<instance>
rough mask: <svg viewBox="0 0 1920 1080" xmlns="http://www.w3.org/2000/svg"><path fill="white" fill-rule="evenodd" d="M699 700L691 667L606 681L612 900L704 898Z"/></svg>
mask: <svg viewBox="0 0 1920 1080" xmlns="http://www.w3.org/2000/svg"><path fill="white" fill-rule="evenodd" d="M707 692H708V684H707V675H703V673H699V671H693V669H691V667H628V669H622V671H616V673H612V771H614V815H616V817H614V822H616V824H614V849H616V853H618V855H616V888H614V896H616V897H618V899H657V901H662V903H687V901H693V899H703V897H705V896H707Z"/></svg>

###

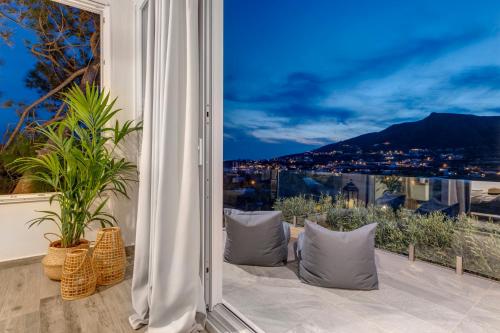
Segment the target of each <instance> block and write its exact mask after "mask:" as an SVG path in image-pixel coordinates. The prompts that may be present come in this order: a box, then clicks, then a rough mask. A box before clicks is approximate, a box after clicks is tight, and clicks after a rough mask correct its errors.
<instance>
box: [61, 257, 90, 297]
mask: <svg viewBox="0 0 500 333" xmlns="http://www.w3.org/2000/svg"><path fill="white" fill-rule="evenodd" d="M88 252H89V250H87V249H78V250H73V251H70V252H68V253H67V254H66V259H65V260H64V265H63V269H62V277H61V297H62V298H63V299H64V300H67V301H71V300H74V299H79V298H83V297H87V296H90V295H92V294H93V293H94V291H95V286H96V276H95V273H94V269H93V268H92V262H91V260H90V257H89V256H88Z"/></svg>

###

Count the lines in the rows above that contain the string "rule", treating uppercase and lowercase as different. Reply with the number alone.

**RESPONSE BELOW:** 3